• WORKING DATA:
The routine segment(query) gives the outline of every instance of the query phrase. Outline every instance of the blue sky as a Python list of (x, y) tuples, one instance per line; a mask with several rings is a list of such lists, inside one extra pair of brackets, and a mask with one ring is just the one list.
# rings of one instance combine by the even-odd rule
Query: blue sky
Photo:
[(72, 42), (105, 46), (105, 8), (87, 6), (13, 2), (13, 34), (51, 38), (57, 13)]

--

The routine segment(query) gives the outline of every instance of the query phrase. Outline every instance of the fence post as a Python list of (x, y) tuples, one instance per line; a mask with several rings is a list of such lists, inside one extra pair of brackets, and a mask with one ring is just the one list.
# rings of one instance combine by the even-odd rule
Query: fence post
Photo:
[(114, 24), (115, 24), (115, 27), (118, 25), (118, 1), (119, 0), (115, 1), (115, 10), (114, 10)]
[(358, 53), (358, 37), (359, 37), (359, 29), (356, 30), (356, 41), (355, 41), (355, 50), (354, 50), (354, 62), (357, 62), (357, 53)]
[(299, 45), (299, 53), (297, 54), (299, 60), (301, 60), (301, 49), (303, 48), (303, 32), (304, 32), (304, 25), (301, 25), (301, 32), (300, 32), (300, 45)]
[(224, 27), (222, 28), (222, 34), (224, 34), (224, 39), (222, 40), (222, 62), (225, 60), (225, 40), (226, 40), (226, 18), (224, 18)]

• DIRECTION: Put the entries in the part that opens with the line containing "of the blue" and closes with the line containing "38), (57, 13)]" into a two-column CSV with the header input,output. Give one row per entry holding its text and its answer, each in a single quoted field with line breaks replaced by spaces.

• THE ANSWER:
input,output
"The routine segment(query) gives the outline of every instance of the query phrase. Outline every instance of the blue sky as a Python list of (x, y) tuples, one instance per line; a mask with several rings is a list of such lists, inside one extra pair of brackets, and a mask with one ring is just the one list. # rings of one instance combine by the even-odd rule Query: blue sky Photo:","[(72, 42), (105, 46), (105, 8), (87, 6), (13, 2), (13, 34), (51, 38), (57, 13)]"